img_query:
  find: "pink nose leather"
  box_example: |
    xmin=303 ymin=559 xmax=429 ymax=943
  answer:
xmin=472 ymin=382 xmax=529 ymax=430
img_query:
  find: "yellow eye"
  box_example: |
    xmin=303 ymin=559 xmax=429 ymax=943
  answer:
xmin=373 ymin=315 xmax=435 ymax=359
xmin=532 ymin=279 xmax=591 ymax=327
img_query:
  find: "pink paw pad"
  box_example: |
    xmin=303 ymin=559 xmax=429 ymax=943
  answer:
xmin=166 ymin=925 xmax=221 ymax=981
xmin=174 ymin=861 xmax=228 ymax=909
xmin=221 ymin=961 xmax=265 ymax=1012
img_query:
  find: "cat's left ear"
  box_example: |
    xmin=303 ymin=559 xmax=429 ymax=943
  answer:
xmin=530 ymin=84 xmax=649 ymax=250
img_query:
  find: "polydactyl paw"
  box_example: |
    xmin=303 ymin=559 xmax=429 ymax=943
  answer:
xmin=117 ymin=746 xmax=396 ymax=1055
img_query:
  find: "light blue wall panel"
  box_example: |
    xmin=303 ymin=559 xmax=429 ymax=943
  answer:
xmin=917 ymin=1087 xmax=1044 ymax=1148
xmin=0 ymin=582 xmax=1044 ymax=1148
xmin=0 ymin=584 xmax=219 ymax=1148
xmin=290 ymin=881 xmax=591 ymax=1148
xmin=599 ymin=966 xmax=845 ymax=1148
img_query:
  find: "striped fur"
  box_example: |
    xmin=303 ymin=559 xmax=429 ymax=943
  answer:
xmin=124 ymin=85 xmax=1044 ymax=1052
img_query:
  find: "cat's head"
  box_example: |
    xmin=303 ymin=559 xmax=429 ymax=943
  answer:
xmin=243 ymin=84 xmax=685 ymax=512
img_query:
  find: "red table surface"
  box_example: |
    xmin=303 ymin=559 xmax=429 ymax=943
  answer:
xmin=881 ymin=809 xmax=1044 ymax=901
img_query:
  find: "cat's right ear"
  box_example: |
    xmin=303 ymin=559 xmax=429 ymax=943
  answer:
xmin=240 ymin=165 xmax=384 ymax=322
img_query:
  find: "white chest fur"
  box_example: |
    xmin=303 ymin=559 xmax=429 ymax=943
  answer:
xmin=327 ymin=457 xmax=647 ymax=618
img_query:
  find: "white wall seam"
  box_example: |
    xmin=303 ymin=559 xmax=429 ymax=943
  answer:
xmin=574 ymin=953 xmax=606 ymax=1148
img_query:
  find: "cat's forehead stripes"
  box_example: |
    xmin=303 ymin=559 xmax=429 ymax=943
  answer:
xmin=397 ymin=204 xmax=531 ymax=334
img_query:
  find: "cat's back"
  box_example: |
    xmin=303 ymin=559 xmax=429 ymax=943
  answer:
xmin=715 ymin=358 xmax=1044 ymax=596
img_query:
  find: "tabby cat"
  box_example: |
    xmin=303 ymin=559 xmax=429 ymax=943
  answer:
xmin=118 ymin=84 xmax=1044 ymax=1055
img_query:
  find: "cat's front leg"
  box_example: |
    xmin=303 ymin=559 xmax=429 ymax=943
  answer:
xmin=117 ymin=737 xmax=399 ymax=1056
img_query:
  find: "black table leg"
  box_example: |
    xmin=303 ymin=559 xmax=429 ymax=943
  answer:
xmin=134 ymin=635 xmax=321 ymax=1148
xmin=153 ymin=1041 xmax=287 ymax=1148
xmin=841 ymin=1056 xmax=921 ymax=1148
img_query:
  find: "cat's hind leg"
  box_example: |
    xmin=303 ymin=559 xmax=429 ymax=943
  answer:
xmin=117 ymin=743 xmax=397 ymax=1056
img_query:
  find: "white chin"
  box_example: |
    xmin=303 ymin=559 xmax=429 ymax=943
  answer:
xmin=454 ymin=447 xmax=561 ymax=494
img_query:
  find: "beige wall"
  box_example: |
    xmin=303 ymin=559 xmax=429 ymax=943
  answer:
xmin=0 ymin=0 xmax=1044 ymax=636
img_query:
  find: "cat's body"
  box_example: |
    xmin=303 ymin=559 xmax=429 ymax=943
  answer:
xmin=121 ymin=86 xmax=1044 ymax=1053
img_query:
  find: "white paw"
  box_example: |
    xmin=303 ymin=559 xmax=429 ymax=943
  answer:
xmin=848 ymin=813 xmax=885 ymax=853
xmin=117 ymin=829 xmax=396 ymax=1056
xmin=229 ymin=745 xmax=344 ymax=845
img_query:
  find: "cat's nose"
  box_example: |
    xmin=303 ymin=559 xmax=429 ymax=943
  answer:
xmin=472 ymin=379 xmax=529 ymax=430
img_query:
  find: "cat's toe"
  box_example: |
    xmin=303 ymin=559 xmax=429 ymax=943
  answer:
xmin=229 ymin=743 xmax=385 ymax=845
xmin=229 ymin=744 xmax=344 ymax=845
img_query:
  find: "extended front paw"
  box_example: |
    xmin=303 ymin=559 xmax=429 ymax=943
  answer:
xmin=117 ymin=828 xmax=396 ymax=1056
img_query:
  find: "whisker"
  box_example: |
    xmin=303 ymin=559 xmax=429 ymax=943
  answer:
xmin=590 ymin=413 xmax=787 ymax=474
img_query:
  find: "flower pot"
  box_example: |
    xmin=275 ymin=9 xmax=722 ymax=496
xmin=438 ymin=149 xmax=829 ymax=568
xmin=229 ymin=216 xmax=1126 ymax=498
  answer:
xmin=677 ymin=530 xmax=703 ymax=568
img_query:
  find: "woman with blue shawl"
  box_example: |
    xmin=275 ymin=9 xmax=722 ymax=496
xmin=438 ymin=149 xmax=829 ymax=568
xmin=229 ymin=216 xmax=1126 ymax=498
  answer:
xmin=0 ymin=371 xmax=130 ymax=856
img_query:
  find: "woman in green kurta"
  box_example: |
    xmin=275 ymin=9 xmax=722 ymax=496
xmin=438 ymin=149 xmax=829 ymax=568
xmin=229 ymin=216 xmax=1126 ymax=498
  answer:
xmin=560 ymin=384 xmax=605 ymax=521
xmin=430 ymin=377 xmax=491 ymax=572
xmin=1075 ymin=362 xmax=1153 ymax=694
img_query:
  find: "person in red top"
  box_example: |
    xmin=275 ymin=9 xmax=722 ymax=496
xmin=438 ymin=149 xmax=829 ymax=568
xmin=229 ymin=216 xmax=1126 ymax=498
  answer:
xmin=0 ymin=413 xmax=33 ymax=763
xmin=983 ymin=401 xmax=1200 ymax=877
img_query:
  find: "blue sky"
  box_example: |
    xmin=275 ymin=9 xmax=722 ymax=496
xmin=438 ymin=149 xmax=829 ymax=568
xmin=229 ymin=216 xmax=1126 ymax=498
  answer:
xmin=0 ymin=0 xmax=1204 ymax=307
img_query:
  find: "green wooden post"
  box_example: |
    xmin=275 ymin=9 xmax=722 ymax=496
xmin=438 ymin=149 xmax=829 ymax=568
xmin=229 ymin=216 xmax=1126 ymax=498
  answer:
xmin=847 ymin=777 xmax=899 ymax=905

■ What you have to do
Return all of the records above word for word, leaving nothing out and changing nothing.

■ Right answer
img_query:
  find: "pink nose leather"
  box_example: |
    xmin=303 ymin=559 xmax=429 ymax=943
  answer:
xmin=472 ymin=382 xmax=529 ymax=430
img_query:
  find: "yellow eye"
  box_example: |
    xmin=303 ymin=559 xmax=429 ymax=943
  answer:
xmin=373 ymin=315 xmax=435 ymax=359
xmin=532 ymin=279 xmax=591 ymax=327
img_query:
  find: "pink paw pad"
  box_example: |
    xmin=303 ymin=559 xmax=429 ymax=943
  answer:
xmin=166 ymin=925 xmax=221 ymax=981
xmin=174 ymin=861 xmax=228 ymax=909
xmin=221 ymin=961 xmax=265 ymax=1012
img_query:
  find: "cat's left ear"
  box_example: |
    xmin=303 ymin=559 xmax=429 ymax=943
  answer:
xmin=530 ymin=84 xmax=649 ymax=250
img_query:
  find: "polydactyl paw"
  box_example: |
    xmin=303 ymin=559 xmax=429 ymax=943
  answer:
xmin=117 ymin=746 xmax=396 ymax=1055
img_query:
  find: "light blue wall panel"
  box_example: |
    xmin=303 ymin=559 xmax=429 ymax=943
  answer:
xmin=917 ymin=1087 xmax=1044 ymax=1148
xmin=0 ymin=582 xmax=1044 ymax=1148
xmin=0 ymin=584 xmax=219 ymax=1148
xmin=290 ymin=881 xmax=591 ymax=1148
xmin=599 ymin=966 xmax=845 ymax=1148
img_query:
  find: "striped fur"
  box_example: |
    xmin=303 ymin=559 xmax=429 ymax=943
  answer:
xmin=124 ymin=85 xmax=1044 ymax=1052
img_query:
  find: "cat's head"
  box_example: |
    xmin=303 ymin=559 xmax=429 ymax=943
  answer:
xmin=243 ymin=84 xmax=685 ymax=512
img_query:
  find: "red table surface"
  box_example: |
    xmin=303 ymin=559 xmax=429 ymax=943
  answer:
xmin=881 ymin=809 xmax=1044 ymax=901
img_query:
  find: "cat's right ear"
  box_example: |
    xmin=303 ymin=559 xmax=429 ymax=943
  answer:
xmin=240 ymin=165 xmax=384 ymax=322
img_query:
  find: "white chest fur"
  box_example: |
    xmin=303 ymin=559 xmax=429 ymax=943
  answer:
xmin=327 ymin=457 xmax=647 ymax=618
img_query:
  find: "white wall seam"
  box_example: |
    xmin=303 ymin=559 xmax=429 ymax=943
  answer:
xmin=574 ymin=953 xmax=606 ymax=1148
img_query:
  find: "cat's forehead stripes"
  box_example: |
    xmin=303 ymin=559 xmax=429 ymax=943
  answer:
xmin=397 ymin=204 xmax=531 ymax=334
img_query:
  find: "cat's back"
  box_example: |
    xmin=303 ymin=559 xmax=429 ymax=943
  answer:
xmin=715 ymin=358 xmax=1044 ymax=596
img_query:
  find: "tabby cat"
  box_example: |
    xmin=303 ymin=559 xmax=429 ymax=943
  answer:
xmin=118 ymin=84 xmax=1044 ymax=1055
img_query:
  find: "cat's front leg"
  box_example: |
    xmin=303 ymin=559 xmax=429 ymax=943
  answer:
xmin=117 ymin=737 xmax=399 ymax=1056
img_query:
  find: "black table leg"
  box_example: |
    xmin=303 ymin=559 xmax=429 ymax=943
  answer:
xmin=134 ymin=635 xmax=321 ymax=1148
xmin=153 ymin=1041 xmax=287 ymax=1148
xmin=841 ymin=1056 xmax=921 ymax=1148
img_query:
  find: "cat's hind leg"
  box_example: |
    xmin=303 ymin=559 xmax=429 ymax=943
  answer:
xmin=117 ymin=743 xmax=397 ymax=1056
img_query:
  find: "white chin"
  box_example: |
    xmin=303 ymin=559 xmax=429 ymax=943
  answer:
xmin=454 ymin=447 xmax=561 ymax=494
img_query:
  find: "beige wall"
  box_example: |
    xmin=303 ymin=559 xmax=429 ymax=943
  answer:
xmin=0 ymin=0 xmax=1044 ymax=636
img_query:
  find: "cat's body"
  box_example: |
    xmin=303 ymin=559 xmax=429 ymax=943
  answer:
xmin=121 ymin=86 xmax=1044 ymax=1053
img_query:
  find: "white paw"
  box_example: |
    xmin=303 ymin=559 xmax=429 ymax=943
  answer:
xmin=848 ymin=813 xmax=885 ymax=853
xmin=117 ymin=829 xmax=396 ymax=1056
xmin=229 ymin=745 xmax=344 ymax=845
img_query:
  find: "cat's nose"
  box_example: |
    xmin=303 ymin=559 xmax=429 ymax=943
  answer:
xmin=472 ymin=379 xmax=529 ymax=430
img_query:
  find: "cat's toe"
  box_example: |
    xmin=303 ymin=559 xmax=429 ymax=943
  answer:
xmin=229 ymin=743 xmax=385 ymax=845
xmin=229 ymin=744 xmax=344 ymax=845
img_query:
  find: "extended front paw"
  box_example: |
    xmin=303 ymin=559 xmax=429 ymax=943
  answer:
xmin=117 ymin=828 xmax=396 ymax=1056
img_query:
  find: "whisker"
  box_example: |
    xmin=303 ymin=559 xmax=429 ymax=943
  answer:
xmin=590 ymin=413 xmax=787 ymax=474
img_query:
  find: "flower pot"
  box_example: |
    xmin=275 ymin=9 xmax=722 ymax=496
xmin=438 ymin=149 xmax=829 ymax=568
xmin=229 ymin=216 xmax=1126 ymax=498
  answer:
xmin=677 ymin=530 xmax=703 ymax=568
img_query:
  find: "woman with blue shawl"
  box_example: |
    xmin=275 ymin=9 xmax=722 ymax=496
xmin=438 ymin=149 xmax=829 ymax=568
xmin=229 ymin=216 xmax=1126 ymax=498
  answer:
xmin=0 ymin=371 xmax=130 ymax=856
img_query:
  find: "woman in green kurta"
  box_example: |
    xmin=275 ymin=9 xmax=722 ymax=496
xmin=438 ymin=149 xmax=829 ymax=568
xmin=229 ymin=216 xmax=1126 ymax=498
  answer:
xmin=560 ymin=384 xmax=605 ymax=521
xmin=430 ymin=377 xmax=491 ymax=572
xmin=1075 ymin=362 xmax=1153 ymax=694
img_query:
  find: "person in red top"
  box_example: |
    xmin=275 ymin=9 xmax=722 ymax=496
xmin=438 ymin=149 xmax=829 ymax=568
xmin=229 ymin=216 xmax=1126 ymax=498
  answer:
xmin=0 ymin=413 xmax=33 ymax=763
xmin=983 ymin=401 xmax=1200 ymax=877
img_query:
  find: "blue sky"
  box_example: |
    xmin=275 ymin=9 xmax=722 ymax=496
xmin=438 ymin=149 xmax=829 ymax=568
xmin=229 ymin=216 xmax=1126 ymax=498
  answer:
xmin=0 ymin=0 xmax=1204 ymax=307
img_query:
  find: "green wooden post"
  box_example: |
    xmin=275 ymin=9 xmax=722 ymax=496
xmin=438 ymin=149 xmax=829 ymax=568
xmin=229 ymin=216 xmax=1126 ymax=498
  answer:
xmin=847 ymin=777 xmax=899 ymax=905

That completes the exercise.